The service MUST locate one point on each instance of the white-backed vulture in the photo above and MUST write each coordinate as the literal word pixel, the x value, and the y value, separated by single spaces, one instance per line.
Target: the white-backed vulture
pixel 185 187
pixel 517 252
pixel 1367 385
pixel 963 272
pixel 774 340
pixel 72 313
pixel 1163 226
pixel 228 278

Requirement:
Please output the data above once more, reproducing every line character for character.

The answer:
The service MUST locate one point on each instance of the white-backed vulture in the photo above and MUST write each coordinate as the literal word pixel, the x value, and the y value, separated by single spaces, one instance per line.
Target: the white-backed vulture
pixel 185 187
pixel 517 252
pixel 1367 385
pixel 963 272
pixel 774 340
pixel 72 313
pixel 1163 226
pixel 228 278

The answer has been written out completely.